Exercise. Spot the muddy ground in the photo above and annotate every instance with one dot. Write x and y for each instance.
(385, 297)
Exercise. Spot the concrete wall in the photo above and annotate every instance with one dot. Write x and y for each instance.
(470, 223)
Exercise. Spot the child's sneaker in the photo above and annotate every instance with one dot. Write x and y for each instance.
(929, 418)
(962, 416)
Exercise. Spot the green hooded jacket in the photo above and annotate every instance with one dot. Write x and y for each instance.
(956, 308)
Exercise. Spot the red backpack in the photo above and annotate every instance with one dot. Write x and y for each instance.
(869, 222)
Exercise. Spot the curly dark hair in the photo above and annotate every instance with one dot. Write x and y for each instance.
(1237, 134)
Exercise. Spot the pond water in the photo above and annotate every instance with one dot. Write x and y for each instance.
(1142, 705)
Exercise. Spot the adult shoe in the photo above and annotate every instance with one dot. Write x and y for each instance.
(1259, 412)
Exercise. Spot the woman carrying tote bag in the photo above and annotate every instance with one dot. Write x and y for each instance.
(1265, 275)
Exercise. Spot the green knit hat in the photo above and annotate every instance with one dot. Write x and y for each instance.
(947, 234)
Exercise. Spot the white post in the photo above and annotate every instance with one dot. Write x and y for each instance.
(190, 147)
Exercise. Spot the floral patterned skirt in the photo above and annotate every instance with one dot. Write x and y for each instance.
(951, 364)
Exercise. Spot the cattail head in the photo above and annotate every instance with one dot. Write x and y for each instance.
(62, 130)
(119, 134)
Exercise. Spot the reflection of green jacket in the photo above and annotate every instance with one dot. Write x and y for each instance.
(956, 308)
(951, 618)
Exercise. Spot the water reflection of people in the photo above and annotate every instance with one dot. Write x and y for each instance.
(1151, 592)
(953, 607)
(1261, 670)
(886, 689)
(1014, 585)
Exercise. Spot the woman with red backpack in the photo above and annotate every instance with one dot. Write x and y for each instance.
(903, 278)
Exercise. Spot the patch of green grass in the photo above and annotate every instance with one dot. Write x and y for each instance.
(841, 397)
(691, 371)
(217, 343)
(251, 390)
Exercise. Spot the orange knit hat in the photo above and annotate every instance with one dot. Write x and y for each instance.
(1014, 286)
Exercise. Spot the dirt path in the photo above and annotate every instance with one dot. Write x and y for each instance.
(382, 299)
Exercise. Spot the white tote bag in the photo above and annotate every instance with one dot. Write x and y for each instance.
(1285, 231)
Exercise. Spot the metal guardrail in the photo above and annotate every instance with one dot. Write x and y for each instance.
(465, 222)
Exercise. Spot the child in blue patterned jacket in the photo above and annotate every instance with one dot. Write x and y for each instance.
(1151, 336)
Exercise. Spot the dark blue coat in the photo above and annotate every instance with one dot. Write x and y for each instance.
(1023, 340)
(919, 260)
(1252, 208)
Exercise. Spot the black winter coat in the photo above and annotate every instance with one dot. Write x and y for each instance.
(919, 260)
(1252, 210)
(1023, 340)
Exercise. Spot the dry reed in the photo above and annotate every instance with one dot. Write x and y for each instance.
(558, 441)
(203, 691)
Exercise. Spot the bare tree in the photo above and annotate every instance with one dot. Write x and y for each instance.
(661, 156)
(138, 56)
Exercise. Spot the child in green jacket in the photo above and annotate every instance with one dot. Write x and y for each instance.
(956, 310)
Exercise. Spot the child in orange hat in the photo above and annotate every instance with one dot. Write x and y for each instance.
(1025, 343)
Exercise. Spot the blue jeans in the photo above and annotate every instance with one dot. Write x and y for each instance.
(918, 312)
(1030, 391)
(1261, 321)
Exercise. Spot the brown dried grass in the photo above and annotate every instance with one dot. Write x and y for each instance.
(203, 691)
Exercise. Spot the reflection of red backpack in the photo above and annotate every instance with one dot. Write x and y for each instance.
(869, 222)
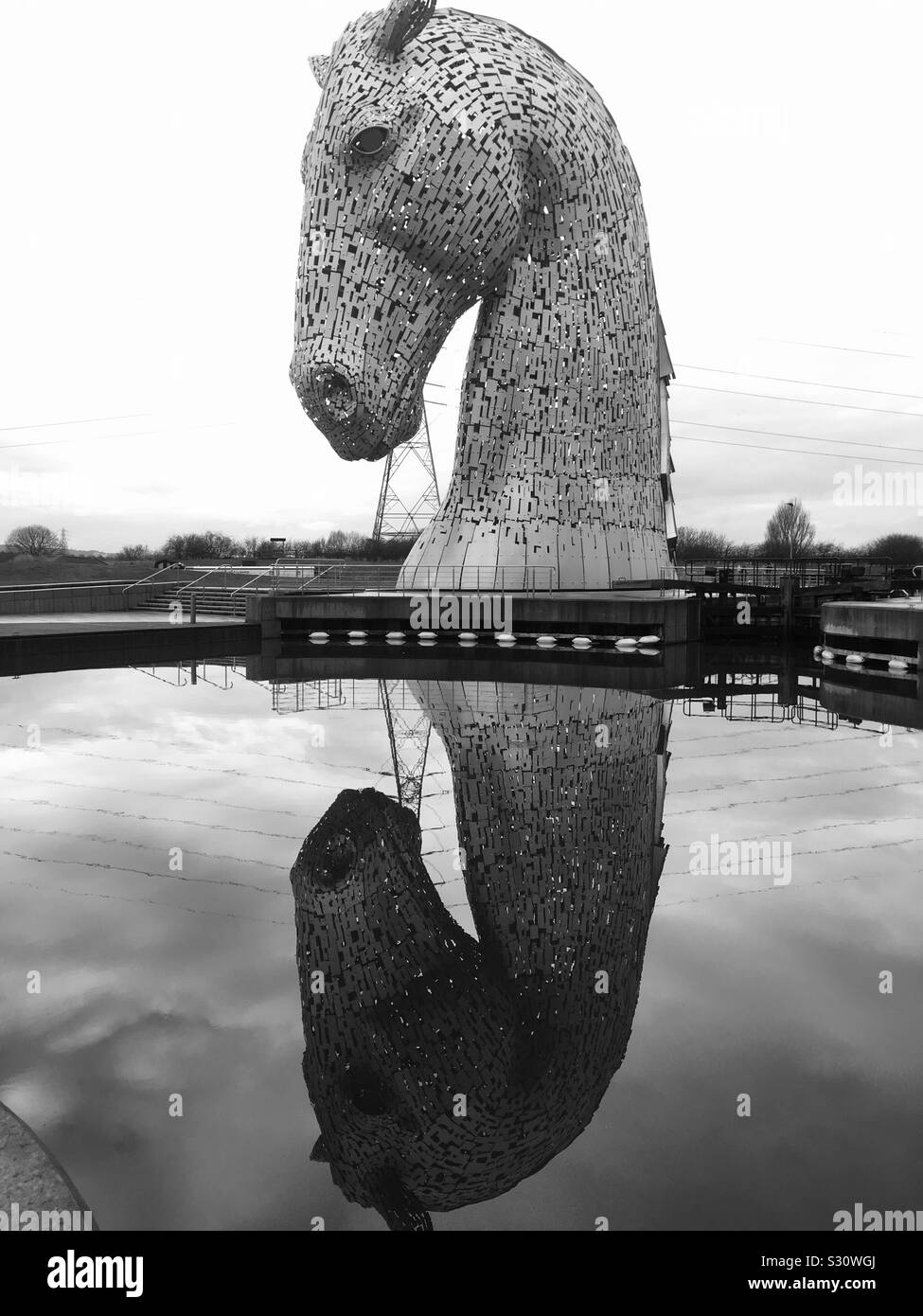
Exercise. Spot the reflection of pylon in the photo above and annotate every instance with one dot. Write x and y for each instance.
(401, 512)
(408, 736)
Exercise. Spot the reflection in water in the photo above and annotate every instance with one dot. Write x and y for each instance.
(445, 1069)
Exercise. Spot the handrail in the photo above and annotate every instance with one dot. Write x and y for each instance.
(253, 580)
(151, 577)
(333, 566)
(198, 579)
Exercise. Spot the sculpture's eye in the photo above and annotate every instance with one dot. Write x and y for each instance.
(370, 141)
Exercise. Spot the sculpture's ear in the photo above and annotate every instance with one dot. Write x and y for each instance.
(320, 66)
(319, 1151)
(398, 1207)
(400, 23)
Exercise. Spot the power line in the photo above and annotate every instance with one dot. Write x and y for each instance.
(774, 448)
(831, 347)
(133, 434)
(806, 401)
(808, 383)
(805, 438)
(54, 424)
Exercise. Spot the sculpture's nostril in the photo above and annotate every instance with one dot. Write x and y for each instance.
(337, 863)
(334, 392)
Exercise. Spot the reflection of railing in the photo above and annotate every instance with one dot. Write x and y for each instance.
(203, 577)
(382, 578)
(330, 692)
(148, 579)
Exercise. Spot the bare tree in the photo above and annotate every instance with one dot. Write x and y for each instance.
(693, 542)
(36, 540)
(789, 532)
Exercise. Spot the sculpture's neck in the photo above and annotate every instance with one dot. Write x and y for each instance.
(559, 459)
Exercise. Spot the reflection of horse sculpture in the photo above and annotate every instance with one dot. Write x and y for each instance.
(444, 1069)
(455, 159)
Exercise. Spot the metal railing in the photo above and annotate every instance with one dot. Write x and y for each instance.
(296, 576)
(199, 579)
(148, 579)
(769, 573)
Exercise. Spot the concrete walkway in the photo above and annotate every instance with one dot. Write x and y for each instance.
(30, 1178)
(94, 623)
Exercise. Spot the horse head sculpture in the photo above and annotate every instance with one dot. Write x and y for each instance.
(454, 159)
(445, 1069)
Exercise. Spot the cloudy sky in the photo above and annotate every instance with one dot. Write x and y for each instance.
(149, 236)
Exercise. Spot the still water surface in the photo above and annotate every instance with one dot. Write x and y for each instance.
(149, 830)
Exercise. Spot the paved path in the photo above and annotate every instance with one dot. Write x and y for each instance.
(29, 1174)
(94, 623)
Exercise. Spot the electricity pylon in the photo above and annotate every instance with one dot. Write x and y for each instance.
(401, 515)
(408, 736)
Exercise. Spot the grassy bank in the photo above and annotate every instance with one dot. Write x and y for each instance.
(27, 570)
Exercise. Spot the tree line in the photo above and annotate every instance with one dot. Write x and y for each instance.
(789, 533)
(41, 542)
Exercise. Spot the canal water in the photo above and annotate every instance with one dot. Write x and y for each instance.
(613, 962)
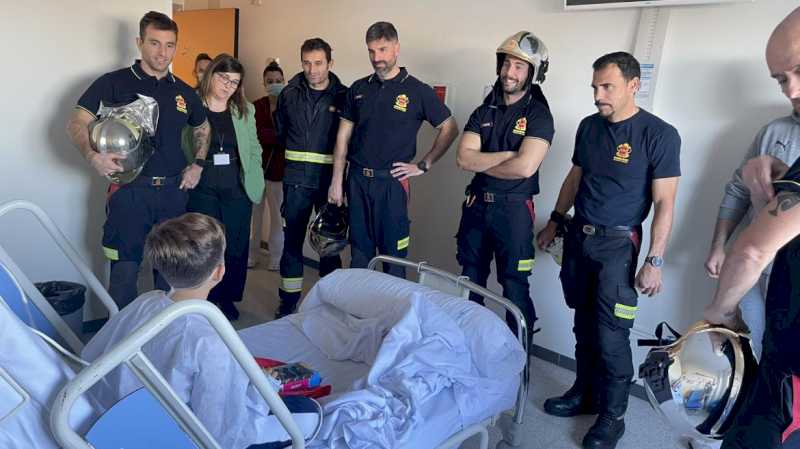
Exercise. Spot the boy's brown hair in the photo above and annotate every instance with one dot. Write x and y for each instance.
(186, 249)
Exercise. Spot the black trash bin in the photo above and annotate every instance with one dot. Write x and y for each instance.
(67, 298)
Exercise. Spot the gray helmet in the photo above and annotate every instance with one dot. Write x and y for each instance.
(699, 389)
(126, 130)
(327, 234)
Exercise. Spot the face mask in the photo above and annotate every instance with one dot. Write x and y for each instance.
(274, 89)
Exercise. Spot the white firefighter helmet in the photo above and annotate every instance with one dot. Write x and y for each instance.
(526, 46)
(699, 381)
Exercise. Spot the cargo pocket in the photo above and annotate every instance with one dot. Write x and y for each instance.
(626, 306)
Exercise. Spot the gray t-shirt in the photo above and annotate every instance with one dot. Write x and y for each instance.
(780, 139)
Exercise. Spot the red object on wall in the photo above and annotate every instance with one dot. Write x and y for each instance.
(441, 92)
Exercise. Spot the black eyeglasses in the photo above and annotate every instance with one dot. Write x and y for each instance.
(227, 81)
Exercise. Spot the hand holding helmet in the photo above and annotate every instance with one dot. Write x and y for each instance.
(122, 136)
(327, 233)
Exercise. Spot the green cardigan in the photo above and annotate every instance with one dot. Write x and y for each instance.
(249, 152)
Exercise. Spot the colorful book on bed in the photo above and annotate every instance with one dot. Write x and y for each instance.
(296, 379)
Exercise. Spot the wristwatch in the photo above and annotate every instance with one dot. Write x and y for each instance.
(655, 261)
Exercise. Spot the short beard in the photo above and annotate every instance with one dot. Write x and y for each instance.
(384, 71)
(520, 87)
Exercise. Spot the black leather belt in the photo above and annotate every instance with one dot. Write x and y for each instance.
(156, 181)
(606, 231)
(490, 197)
(371, 172)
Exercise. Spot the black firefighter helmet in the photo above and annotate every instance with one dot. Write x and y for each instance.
(327, 233)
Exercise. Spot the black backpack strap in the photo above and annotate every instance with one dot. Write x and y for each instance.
(661, 339)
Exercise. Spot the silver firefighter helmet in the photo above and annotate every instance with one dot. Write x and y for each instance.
(126, 130)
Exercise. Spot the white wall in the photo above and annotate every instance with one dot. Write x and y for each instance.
(713, 87)
(53, 50)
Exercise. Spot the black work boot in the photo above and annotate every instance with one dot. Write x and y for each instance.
(576, 401)
(610, 424)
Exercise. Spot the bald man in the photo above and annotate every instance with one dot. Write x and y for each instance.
(766, 420)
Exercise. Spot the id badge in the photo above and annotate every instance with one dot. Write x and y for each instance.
(222, 159)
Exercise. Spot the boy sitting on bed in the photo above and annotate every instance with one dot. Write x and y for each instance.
(189, 252)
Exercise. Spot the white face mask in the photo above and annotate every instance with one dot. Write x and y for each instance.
(275, 89)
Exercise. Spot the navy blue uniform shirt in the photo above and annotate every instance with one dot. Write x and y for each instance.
(387, 115)
(619, 162)
(178, 106)
(503, 128)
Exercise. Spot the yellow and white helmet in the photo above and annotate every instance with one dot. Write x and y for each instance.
(524, 45)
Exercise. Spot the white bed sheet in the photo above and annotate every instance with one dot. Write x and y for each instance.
(281, 340)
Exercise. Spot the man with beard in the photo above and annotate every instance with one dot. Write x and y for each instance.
(306, 122)
(378, 137)
(504, 142)
(625, 159)
(769, 416)
(160, 190)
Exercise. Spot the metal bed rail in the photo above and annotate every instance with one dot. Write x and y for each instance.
(129, 352)
(30, 290)
(459, 282)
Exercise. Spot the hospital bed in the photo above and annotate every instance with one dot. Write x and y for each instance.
(440, 427)
(71, 414)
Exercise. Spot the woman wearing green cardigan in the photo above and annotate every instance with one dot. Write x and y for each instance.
(232, 179)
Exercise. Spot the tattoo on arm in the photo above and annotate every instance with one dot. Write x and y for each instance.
(201, 140)
(784, 202)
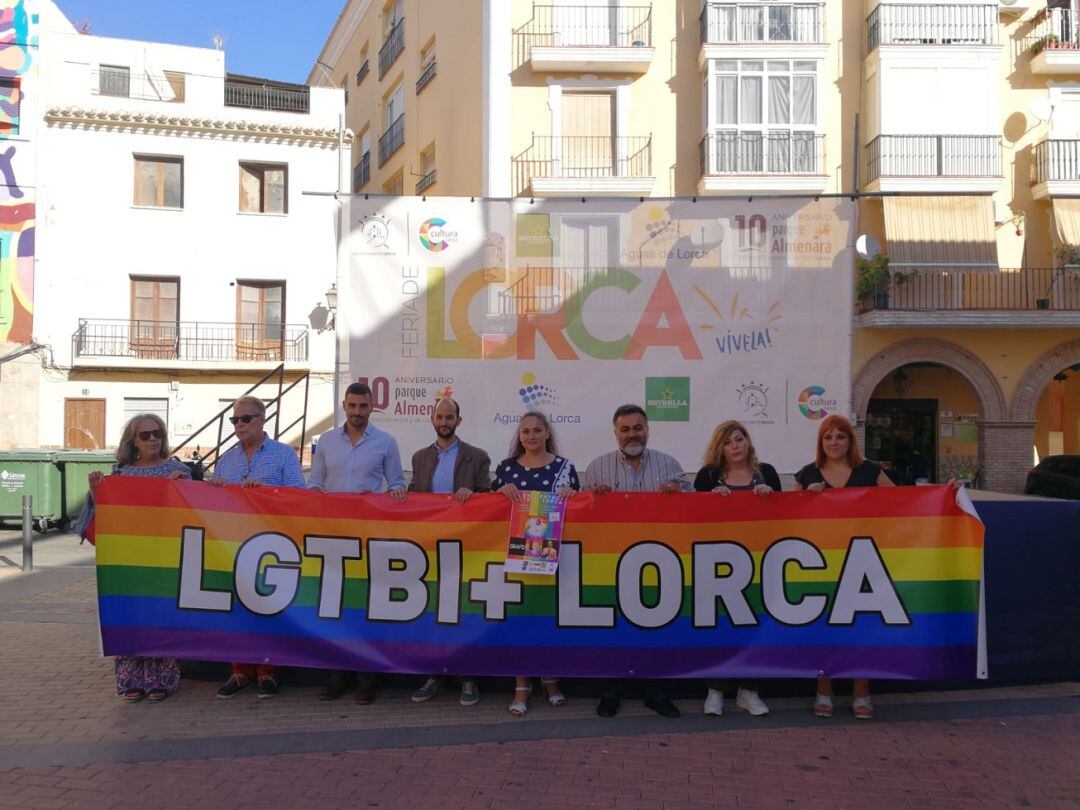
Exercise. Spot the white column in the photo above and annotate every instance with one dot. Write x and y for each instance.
(496, 104)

···

Take the records above from the line with "Exercise. Spot the metal bed" down to their last line and please copy those lines exactly, without the pictures.

• _EXERCISE RESPONSE_:
Exercise. Spot the metal bed rail in the photo above and annotate every instance with one dot. Write x and y for each instance.
(129, 352)
(30, 290)
(459, 282)
Exercise. Spot the hospital bed in the photo above and annotate every instance with one dot. Write x and y for each instance.
(440, 427)
(71, 414)
Exercise. Spot the woman wearing green cardigan in the photo above and annotate every instance with one dot. Write x and y for each instance.
(232, 179)
Exercise. Spot the tattoo on arm in the photo above and annotate every instance with one dot. Write x and y for each instance.
(201, 140)
(784, 202)
Exercise. Spot the white column in the photo above and annotate every instance with one dot. Write x and y for each instance.
(496, 104)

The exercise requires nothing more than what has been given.